» **THE REQUEST**
Format the rows below as a two-column CSV with the header instruction,answer, one line per row, putting each row's text and its answer into a quoted field and replacing line breaks with spaces. Leave out the pictures.

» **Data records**
......

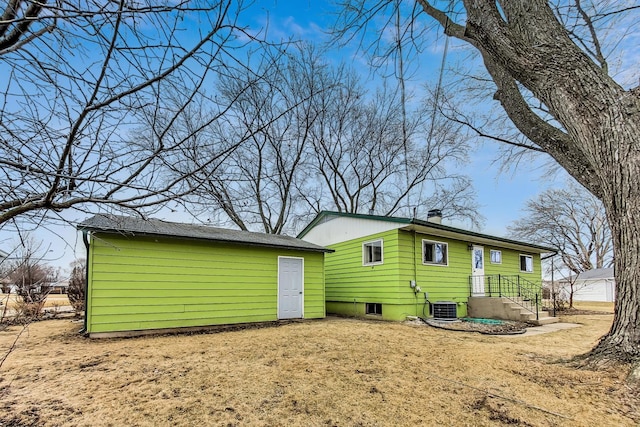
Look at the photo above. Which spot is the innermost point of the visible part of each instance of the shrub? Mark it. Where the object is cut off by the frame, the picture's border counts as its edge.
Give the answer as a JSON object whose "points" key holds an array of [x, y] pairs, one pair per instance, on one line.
{"points": [[77, 286]]}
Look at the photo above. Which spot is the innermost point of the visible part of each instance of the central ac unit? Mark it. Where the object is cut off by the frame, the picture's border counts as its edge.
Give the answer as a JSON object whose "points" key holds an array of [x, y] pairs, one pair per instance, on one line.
{"points": [[445, 310]]}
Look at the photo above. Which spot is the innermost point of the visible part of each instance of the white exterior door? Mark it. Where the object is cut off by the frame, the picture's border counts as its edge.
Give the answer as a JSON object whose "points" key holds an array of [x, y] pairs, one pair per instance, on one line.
{"points": [[290, 287], [477, 271]]}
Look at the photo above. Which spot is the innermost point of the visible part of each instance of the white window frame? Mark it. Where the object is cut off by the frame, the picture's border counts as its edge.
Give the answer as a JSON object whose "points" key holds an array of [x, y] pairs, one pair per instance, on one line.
{"points": [[520, 263], [364, 252], [491, 252], [434, 243]]}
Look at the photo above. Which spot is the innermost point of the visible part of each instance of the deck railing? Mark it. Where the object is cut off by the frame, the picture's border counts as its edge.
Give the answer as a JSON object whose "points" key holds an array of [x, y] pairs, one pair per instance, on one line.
{"points": [[517, 289]]}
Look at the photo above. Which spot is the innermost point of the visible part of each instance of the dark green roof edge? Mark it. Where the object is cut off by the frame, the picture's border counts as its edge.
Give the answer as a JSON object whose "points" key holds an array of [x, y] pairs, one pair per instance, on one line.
{"points": [[323, 214], [423, 223], [105, 227], [480, 235]]}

......

» **COMPLETE OUTPUT**
instruction,answer
"Look at the photo above. Which spot is the innermost point of the visible part of each instance of the shrub? Mark it. Where the object is cut off by the frame, the picture's border counts as its edge. Give the answer as a JSON object whose ""points"" key holds an array of [x, y] pairs, one pair per instance, on one line.","{""points"": [[77, 286]]}"
"Look at the photo above. Which spot is the innermost point of the visible part of each instance of the central ac unit? Mark it. Where the object is cut off by the frame, the picture's border counts as its edge. Give the answer as a JSON object whose ""points"" key holds an array of [x, y] pairs, one pair per instance, on one line.","{""points"": [[445, 310]]}"
"Look at the photo above. Which spot is the innermost point of the visible part of each instance of the white exterior door? Mark it. Where the object is cut off by the frame, the picture's border counts as its edge. Give the answer as a JSON object whose ""points"" key holds an array of [x, y] pairs, one pair per instance, on one line.","{""points"": [[290, 287], [477, 271]]}"
"Look at the photo above. Which spot is the innermost point of the visible part of each instance of the white window frame? Mark it. Where the object is cut off by the frame, the picture's border counts as its edge. Give the answer as a JSON object whose ""points"" key holds an array of [x, y] pairs, one pair per instance, on one line.","{""points"": [[520, 263], [364, 252], [491, 252], [434, 243]]}"
"Look at the photo above. Which spot is the innermost point of the visible part of each instance of the deck railing? Mark it. Where the object is cut off by the frame, the picture's border counts as its edge. Give the answer as a JSON object whose ""points"" key holds an array of [x, y] pairs, one pair per instance, on one line.","{""points"": [[517, 289]]}"
"Look at the photo above. Which spot is the innermost point of the visible part of each instance of the dark green roof edge? Mark it. Where the object is cut off by the frame, the picture's border counts as its edge. Give the answer as a JSON object whose ""points"" key holds an array of [x, y] pairs, one pair per instance, on one line.","{""points"": [[323, 214], [423, 223], [105, 227], [480, 235]]}"